EXERCISE SET
1 - List every role that Therese wanted to take on in her young years, according to the passage on true success below.
2 - Copy the passage on true success below word for word, from "True success does" to "we call ego?".

── TEXT PASSAGE

True success does not come when we reach some pinnacle of acclaim recognized by society. True success is being able to be deeply fulfilled being small and doing small things.

I love reading the lives of the great mystics and saints of the early Catholic Church. In her young years, Therese aspired to be big. She wanted to be a priest, a deacon, and an apostle – even a martyr. Then she said, “I have found my place … I shall be love.” She called this her “little way.” Walking this “little way” enriched her spirit so much that she became one of the most radiant and magnetic influences of her day.

Why did her contentment with doing little things have such a powerful mellowing power in her inner spirit? Could it be that this process enabled her to rise above that false sense of self-importance we call ego?

There is a healthy aspect of ego. Freud said ego was the inner instrument for making peace between our lower nature (the id) and our higher values (super-ego). In that sense, it is necessary for us to have a healthy ego. It is the other kind of ego (self inflation, feeling superior) that can make us miserable. That’s what Therese had to plow through to become happy and fulfilled by her “little way.” When she chose to made love her way, the very act of being loving in any small way became a big rainbow-colored bubble of bliss bursting in her inner being.

I have been on top in politics, at least on the local level. It was not easy to get there. It took motivation, exposing myself to the possibility of failure, and sixteen-hour days of campaigning for six months. It took the most intense focus I have ever achieved. I am happy to have had that experience but it has been equally fulfilling to me to go to nursing homes with my guitar and enjoy putting smiles on faces in pain. How do you compare two experiences so seemingly dissimilar?

The simple truth is that they are not dissimilar at all. Someone has merely convinced us that one is “big” and one is “small.” Isn’t the higher path to just do what you do as well as you can do it no matter how big or small it may appear to others? When both activities become the same thing to us, we have found a key to happiness.

Why do we classify some things as “small” and speak of them as if they are unimportant or of less importance than the “big” things, like holding some high office or making a million dollars? The common experience is that most of our activities in this life are things we all would classify as small. Even if we do hold a high office or make a million dollars, our daily lives will be like moving the tiny beads on a rosary. Both the rich and the poor have innumerable little duties and opportunities for loving actions. Life is not a series of big things. It is a parade if tiny possibilities.

Real inner freedom comes when we become what Zen teacher Suzuki Roshi called “nobody special.” Think of the people who have been “nobody special” for you! Just doing their work for the honor and not for the glory. Just touching your life with their “little ways.” Where would we be without them?

In Women Who Run With Wolves  Clarissa Pinkola-Estes wrote, “Ours is not the task of fixing the entire world all at once, but of stretching out to mend the part of the world that is within our reach. Any small, calm thing that one soul can do to help another soul, to assist some portion of this poor suffering world, will help immensely.”

It’s just fine to shoot for the moon but we may grow more by sharing a Moon Pie and cup of coffee with a homeless person.

────
── EXTRACTED MATERIAL

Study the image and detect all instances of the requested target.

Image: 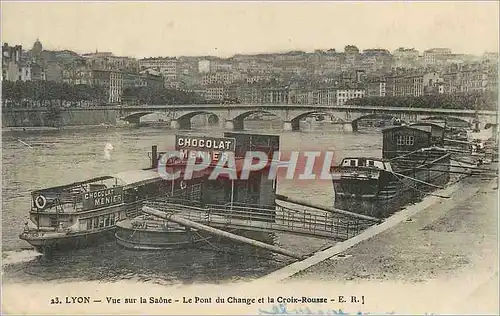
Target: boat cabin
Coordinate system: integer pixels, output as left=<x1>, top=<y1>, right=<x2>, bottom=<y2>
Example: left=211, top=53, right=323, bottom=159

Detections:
left=156, top=133, right=279, bottom=209
left=30, top=170, right=169, bottom=230
left=410, top=122, right=446, bottom=147
left=340, top=157, right=391, bottom=171
left=382, top=125, right=432, bottom=159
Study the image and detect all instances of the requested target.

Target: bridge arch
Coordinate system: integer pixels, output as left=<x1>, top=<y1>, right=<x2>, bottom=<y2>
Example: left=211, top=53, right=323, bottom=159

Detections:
left=226, top=110, right=280, bottom=130
left=284, top=110, right=345, bottom=131
left=171, top=110, right=220, bottom=129
left=421, top=115, right=472, bottom=128
left=122, top=111, right=156, bottom=124
left=351, top=113, right=400, bottom=131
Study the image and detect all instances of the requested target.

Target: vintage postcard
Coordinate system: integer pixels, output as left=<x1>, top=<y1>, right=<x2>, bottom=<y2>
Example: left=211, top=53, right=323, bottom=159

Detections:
left=1, top=1, right=499, bottom=315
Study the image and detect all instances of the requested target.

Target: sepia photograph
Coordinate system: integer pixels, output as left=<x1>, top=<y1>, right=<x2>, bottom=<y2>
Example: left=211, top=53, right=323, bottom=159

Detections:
left=0, top=0, right=500, bottom=315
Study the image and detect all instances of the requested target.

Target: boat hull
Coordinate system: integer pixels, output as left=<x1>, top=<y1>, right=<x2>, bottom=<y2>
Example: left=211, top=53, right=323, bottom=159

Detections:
left=115, top=220, right=212, bottom=250
left=333, top=152, right=450, bottom=218
left=19, top=227, right=116, bottom=253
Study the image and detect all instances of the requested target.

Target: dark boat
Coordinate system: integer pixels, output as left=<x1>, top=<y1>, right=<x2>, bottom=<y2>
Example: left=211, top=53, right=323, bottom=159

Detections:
left=19, top=146, right=176, bottom=253
left=115, top=132, right=279, bottom=250
left=331, top=125, right=450, bottom=218
left=115, top=214, right=211, bottom=250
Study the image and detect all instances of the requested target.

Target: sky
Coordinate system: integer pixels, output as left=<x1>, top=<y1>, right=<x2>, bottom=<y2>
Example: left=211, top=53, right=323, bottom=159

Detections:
left=1, top=1, right=499, bottom=58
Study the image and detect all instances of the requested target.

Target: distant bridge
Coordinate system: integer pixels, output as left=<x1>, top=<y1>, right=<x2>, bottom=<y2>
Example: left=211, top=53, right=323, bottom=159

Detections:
left=3, top=104, right=497, bottom=131
left=116, top=104, right=497, bottom=131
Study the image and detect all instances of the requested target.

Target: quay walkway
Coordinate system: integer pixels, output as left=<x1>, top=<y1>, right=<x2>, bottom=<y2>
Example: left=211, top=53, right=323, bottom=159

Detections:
left=145, top=199, right=374, bottom=241
left=256, top=177, right=499, bottom=315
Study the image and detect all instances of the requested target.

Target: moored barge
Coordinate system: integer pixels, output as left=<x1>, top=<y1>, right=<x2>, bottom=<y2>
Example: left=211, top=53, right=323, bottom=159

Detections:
left=115, top=132, right=279, bottom=250
left=331, top=124, right=450, bottom=218
left=19, top=146, right=176, bottom=253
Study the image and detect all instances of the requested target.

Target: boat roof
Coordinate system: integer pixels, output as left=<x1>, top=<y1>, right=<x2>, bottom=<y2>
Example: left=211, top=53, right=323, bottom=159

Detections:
left=33, top=175, right=113, bottom=193
left=32, top=169, right=161, bottom=194
left=382, top=125, right=430, bottom=133
left=112, top=169, right=161, bottom=186
left=342, top=157, right=388, bottom=161
left=410, top=121, right=446, bottom=128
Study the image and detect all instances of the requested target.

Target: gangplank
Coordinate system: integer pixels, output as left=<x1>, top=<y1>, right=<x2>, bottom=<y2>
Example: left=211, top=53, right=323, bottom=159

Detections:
left=143, top=199, right=375, bottom=241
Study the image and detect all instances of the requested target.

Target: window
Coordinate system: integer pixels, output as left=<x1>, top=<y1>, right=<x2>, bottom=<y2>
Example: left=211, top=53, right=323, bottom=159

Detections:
left=406, top=136, right=415, bottom=146
left=397, top=135, right=406, bottom=145
left=79, top=219, right=88, bottom=230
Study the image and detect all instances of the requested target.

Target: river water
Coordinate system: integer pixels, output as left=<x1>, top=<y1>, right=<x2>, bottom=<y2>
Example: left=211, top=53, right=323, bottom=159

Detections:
left=2, top=121, right=382, bottom=284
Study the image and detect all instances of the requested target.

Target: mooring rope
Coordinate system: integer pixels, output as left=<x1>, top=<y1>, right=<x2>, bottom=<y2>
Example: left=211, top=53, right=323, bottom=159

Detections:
left=393, top=173, right=450, bottom=199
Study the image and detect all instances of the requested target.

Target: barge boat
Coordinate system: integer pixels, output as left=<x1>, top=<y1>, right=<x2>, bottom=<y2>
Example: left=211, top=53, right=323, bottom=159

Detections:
left=331, top=124, right=450, bottom=218
left=115, top=132, right=279, bottom=250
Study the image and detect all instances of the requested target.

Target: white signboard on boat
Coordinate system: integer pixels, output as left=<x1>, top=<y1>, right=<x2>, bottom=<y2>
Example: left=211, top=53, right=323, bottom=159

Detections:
left=82, top=187, right=123, bottom=210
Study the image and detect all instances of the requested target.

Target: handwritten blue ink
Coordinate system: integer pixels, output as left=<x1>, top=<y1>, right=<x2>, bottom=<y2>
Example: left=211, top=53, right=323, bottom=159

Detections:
left=259, top=304, right=402, bottom=316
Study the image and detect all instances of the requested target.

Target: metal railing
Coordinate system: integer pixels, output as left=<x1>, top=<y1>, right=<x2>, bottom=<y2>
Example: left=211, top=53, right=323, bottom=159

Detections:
left=146, top=201, right=373, bottom=241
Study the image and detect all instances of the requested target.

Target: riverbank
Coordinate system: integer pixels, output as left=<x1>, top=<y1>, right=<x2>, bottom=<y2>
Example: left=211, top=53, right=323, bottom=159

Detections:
left=261, top=170, right=498, bottom=314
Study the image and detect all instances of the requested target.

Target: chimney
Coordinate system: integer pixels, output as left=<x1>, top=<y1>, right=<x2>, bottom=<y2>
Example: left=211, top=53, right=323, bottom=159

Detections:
left=151, top=145, right=158, bottom=168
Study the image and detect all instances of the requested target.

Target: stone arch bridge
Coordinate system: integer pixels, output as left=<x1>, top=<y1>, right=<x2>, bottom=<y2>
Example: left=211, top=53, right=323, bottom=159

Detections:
left=116, top=104, right=497, bottom=131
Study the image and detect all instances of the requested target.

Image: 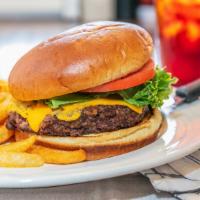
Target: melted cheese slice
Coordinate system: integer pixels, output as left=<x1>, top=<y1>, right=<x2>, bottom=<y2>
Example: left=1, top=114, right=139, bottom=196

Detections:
left=10, top=99, right=142, bottom=132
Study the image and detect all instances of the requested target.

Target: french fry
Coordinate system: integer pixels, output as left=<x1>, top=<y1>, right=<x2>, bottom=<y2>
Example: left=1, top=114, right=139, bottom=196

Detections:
left=0, top=151, right=44, bottom=168
left=0, top=136, right=36, bottom=154
left=0, top=80, right=9, bottom=92
left=28, top=145, right=86, bottom=164
left=0, top=125, right=14, bottom=144
left=0, top=92, right=12, bottom=124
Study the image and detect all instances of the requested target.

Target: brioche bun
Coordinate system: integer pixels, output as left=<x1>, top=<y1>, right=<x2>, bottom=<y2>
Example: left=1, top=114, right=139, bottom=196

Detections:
left=16, top=109, right=163, bottom=160
left=9, top=21, right=152, bottom=101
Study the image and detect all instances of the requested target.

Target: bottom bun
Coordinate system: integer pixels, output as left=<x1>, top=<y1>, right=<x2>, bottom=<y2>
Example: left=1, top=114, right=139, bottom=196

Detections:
left=16, top=109, right=163, bottom=160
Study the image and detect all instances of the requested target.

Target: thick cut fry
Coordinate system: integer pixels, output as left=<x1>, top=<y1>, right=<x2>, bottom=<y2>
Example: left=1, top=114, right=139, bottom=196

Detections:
left=0, top=136, right=36, bottom=153
left=29, top=145, right=86, bottom=164
left=0, top=151, right=44, bottom=168
left=0, top=125, right=14, bottom=144
left=0, top=92, right=12, bottom=124
left=0, top=80, right=9, bottom=92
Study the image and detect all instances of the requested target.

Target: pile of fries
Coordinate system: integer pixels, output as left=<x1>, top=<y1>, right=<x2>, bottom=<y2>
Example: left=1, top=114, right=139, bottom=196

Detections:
left=0, top=80, right=86, bottom=167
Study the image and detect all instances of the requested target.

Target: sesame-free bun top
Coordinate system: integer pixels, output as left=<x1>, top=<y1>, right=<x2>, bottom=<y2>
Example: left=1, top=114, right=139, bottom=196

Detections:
left=9, top=21, right=152, bottom=101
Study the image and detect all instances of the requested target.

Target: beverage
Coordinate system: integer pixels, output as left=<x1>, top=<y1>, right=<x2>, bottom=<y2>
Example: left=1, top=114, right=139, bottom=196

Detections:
left=156, top=0, right=200, bottom=86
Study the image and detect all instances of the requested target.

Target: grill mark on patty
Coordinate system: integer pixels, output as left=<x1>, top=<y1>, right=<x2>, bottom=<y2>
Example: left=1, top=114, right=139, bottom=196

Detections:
left=6, top=105, right=151, bottom=137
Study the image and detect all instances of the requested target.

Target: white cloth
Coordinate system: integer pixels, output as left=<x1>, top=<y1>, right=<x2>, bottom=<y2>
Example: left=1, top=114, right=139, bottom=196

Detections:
left=141, top=150, right=200, bottom=200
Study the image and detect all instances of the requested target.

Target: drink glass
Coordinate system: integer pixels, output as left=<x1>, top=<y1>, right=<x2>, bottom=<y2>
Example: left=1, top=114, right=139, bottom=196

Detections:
left=156, top=0, right=200, bottom=86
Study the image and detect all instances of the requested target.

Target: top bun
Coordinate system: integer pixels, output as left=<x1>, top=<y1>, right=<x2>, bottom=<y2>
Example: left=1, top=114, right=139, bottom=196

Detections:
left=9, top=21, right=153, bottom=101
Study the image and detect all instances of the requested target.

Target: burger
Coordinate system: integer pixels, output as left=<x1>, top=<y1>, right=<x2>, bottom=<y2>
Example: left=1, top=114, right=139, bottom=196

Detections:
left=6, top=21, right=175, bottom=160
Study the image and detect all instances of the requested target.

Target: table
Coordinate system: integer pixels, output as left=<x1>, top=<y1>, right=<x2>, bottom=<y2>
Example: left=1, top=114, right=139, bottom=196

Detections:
left=0, top=23, right=173, bottom=200
left=0, top=174, right=174, bottom=200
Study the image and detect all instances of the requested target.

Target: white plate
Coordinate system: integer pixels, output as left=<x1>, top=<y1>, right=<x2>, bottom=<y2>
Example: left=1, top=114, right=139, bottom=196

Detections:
left=0, top=101, right=200, bottom=188
left=0, top=45, right=200, bottom=188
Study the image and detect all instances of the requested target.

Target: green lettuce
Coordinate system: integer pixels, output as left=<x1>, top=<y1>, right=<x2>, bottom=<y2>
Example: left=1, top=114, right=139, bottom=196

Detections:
left=45, top=68, right=177, bottom=109
left=119, top=68, right=177, bottom=108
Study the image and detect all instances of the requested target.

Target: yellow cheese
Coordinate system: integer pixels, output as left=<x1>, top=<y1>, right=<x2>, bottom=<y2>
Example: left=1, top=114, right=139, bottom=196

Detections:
left=56, top=99, right=142, bottom=121
left=11, top=99, right=142, bottom=132
left=11, top=102, right=53, bottom=132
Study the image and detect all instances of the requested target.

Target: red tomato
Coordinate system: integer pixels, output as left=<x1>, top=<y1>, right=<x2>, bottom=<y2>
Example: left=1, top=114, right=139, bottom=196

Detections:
left=84, top=59, right=155, bottom=92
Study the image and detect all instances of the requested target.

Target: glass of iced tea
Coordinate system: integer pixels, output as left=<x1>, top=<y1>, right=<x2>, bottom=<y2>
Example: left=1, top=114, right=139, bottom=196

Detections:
left=155, top=0, right=200, bottom=86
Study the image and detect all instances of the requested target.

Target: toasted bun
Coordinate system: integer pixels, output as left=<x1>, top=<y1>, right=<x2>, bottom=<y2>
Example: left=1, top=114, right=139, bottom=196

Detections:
left=9, top=21, right=152, bottom=101
left=16, top=109, right=163, bottom=160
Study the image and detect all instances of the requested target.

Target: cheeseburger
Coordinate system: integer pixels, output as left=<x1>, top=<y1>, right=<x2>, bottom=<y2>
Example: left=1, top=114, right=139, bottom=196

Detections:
left=6, top=21, right=175, bottom=160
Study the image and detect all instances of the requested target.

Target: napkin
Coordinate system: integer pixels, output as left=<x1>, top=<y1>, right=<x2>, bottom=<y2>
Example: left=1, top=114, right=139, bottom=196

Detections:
left=141, top=149, right=200, bottom=200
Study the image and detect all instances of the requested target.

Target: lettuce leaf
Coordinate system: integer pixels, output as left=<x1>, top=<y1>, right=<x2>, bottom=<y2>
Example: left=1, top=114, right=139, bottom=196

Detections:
left=45, top=68, right=177, bottom=109
left=119, top=68, right=177, bottom=108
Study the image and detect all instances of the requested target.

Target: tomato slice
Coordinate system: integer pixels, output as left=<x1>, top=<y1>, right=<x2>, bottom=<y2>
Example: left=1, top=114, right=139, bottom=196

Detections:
left=83, top=59, right=155, bottom=92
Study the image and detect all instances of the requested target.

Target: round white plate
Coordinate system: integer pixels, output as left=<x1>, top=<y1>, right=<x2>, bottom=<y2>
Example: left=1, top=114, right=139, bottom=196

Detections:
left=0, top=101, right=200, bottom=188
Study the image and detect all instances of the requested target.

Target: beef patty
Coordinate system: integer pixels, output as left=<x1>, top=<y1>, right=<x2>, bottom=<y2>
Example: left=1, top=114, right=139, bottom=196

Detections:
left=6, top=105, right=150, bottom=137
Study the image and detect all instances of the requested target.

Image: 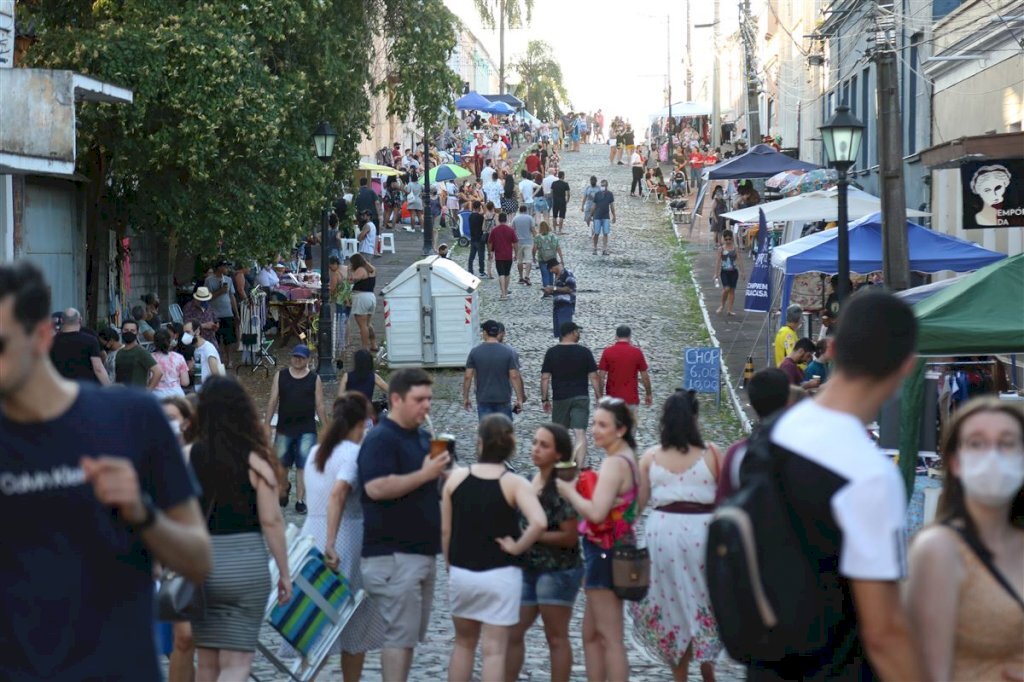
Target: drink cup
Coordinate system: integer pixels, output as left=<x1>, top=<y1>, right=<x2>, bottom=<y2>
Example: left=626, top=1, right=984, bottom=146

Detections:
left=555, top=462, right=579, bottom=481
left=430, top=433, right=455, bottom=460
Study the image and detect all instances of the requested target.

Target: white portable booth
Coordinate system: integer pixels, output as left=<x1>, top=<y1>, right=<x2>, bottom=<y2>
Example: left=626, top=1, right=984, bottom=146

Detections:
left=381, top=256, right=480, bottom=368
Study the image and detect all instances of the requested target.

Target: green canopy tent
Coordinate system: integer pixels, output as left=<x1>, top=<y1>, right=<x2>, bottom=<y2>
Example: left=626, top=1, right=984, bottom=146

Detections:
left=899, top=254, right=1024, bottom=495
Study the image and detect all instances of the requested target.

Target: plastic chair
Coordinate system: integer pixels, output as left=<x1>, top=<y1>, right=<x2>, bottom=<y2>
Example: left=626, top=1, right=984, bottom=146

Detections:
left=379, top=232, right=395, bottom=253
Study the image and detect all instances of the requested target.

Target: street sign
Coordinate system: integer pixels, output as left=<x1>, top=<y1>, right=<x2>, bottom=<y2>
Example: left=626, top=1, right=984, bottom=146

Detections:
left=683, top=346, right=722, bottom=404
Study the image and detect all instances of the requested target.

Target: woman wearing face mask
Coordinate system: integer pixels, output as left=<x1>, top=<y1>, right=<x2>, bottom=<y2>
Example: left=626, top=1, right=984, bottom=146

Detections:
left=907, top=398, right=1024, bottom=682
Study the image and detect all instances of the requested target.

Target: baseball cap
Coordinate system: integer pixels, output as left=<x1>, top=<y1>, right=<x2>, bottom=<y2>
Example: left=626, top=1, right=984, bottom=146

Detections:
left=558, top=322, right=583, bottom=337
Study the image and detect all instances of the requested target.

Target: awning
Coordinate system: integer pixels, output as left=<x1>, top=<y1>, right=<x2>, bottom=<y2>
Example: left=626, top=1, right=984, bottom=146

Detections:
left=921, top=132, right=1024, bottom=170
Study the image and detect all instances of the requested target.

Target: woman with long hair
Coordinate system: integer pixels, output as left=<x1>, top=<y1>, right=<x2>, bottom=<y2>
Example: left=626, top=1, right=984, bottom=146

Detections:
left=505, top=424, right=583, bottom=682
left=348, top=253, right=377, bottom=352
left=630, top=390, right=722, bottom=682
left=160, top=395, right=196, bottom=682
left=555, top=397, right=640, bottom=682
left=441, top=415, right=547, bottom=682
left=302, top=391, right=387, bottom=682
left=905, top=397, right=1024, bottom=682
left=153, top=329, right=191, bottom=398
left=190, top=377, right=292, bottom=680
left=338, top=348, right=387, bottom=400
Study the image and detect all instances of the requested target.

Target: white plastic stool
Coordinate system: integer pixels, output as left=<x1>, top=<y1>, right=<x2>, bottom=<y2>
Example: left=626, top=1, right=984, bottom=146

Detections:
left=379, top=232, right=394, bottom=253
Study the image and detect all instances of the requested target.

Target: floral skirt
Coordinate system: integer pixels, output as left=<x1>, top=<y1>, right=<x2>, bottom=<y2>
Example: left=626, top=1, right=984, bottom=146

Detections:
left=629, top=511, right=722, bottom=666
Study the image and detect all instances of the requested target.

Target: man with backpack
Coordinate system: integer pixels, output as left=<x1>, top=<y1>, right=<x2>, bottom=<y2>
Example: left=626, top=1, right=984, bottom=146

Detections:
left=707, top=292, right=922, bottom=682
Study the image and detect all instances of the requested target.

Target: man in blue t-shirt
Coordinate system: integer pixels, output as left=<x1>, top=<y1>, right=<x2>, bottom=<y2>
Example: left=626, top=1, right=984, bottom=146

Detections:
left=0, top=261, right=210, bottom=682
left=358, top=370, right=451, bottom=682
left=591, top=180, right=615, bottom=256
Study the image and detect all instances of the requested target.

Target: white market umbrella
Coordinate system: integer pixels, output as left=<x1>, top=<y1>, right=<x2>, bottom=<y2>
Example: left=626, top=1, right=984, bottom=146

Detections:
left=722, top=187, right=930, bottom=222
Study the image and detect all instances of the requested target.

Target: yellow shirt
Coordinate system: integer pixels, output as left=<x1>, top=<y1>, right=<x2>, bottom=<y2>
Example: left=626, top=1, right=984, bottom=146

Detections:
left=775, top=325, right=800, bottom=367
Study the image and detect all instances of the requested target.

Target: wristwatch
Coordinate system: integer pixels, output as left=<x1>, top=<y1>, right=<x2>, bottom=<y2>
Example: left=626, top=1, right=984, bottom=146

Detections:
left=128, top=493, right=160, bottom=534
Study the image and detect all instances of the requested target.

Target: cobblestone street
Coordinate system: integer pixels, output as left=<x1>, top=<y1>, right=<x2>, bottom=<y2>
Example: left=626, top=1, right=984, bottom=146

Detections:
left=247, top=140, right=742, bottom=682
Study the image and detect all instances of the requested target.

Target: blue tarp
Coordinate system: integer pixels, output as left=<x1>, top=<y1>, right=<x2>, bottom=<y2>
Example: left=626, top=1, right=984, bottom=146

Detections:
left=483, top=101, right=515, bottom=116
left=703, top=144, right=820, bottom=180
left=772, top=213, right=1007, bottom=308
left=455, top=92, right=490, bottom=110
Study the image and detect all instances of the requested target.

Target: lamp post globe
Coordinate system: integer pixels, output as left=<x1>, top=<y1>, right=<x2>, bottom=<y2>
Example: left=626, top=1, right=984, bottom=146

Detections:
left=313, top=121, right=338, bottom=381
left=820, top=104, right=864, bottom=305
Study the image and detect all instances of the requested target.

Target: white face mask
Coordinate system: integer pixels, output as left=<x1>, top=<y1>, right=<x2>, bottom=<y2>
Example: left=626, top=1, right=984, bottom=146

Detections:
left=959, top=450, right=1024, bottom=507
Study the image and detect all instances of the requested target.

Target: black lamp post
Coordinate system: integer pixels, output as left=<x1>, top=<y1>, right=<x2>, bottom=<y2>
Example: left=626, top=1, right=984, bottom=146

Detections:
left=819, top=104, right=864, bottom=304
left=313, top=121, right=338, bottom=381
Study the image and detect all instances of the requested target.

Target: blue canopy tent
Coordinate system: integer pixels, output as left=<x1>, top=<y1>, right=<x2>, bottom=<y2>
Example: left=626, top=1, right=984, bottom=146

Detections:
left=483, top=94, right=524, bottom=109
left=690, top=144, right=820, bottom=220
left=703, top=144, right=820, bottom=180
left=483, top=101, right=515, bottom=116
left=455, top=92, right=492, bottom=111
left=771, top=213, right=1007, bottom=309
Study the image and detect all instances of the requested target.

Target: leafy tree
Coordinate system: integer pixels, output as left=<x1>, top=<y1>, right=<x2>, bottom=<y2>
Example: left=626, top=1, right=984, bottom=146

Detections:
left=19, top=0, right=456, bottom=258
left=512, top=40, right=569, bottom=120
left=473, top=0, right=534, bottom=94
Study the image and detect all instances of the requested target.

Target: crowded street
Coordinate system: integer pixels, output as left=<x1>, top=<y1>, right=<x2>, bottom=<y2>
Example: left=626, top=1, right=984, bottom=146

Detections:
left=0, top=0, right=1024, bottom=682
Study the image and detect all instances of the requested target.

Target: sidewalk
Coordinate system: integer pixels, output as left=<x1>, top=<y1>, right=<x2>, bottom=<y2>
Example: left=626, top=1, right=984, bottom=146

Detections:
left=666, top=194, right=777, bottom=423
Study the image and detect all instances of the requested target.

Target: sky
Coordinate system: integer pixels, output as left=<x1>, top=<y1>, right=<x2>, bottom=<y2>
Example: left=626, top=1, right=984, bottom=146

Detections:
left=444, top=0, right=736, bottom=127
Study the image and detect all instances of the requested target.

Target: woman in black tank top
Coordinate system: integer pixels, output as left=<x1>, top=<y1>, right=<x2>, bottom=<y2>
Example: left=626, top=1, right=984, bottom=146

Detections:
left=441, top=415, right=548, bottom=680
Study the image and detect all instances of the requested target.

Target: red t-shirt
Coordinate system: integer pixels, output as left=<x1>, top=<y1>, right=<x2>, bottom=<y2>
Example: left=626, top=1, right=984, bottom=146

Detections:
left=593, top=339, right=647, bottom=404
left=487, top=222, right=519, bottom=260
left=523, top=154, right=541, bottom=174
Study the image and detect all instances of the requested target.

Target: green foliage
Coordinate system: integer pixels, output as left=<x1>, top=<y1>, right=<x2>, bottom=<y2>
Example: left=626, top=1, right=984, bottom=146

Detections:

────

TASK SOLUTIONS
1 - priest, deacon, apostle, martyr

2 -
True success does not come when we reach some pinnacle of acclaim recognized by society. True success is being able to be deeply fulfilled being small and doing small things.

I love reading the lives of the great mystics and saints of the early Catholic Church. In her young years, Therese aspired to be big. She wanted to be a priest, a deacon, and an apostle – even a martyr. Then she said, “I have found my place … I shall be love.” She called this her “little way.” Walking this “little way” enriched her spirit so much that she became one of the most radiant and magnetic influences of her day.

Why did her contentment with doing little things have such a powerful mellowing power in her inner spirit? Could it be that this process enabled her to rise above that false sense of self-importance we call ego?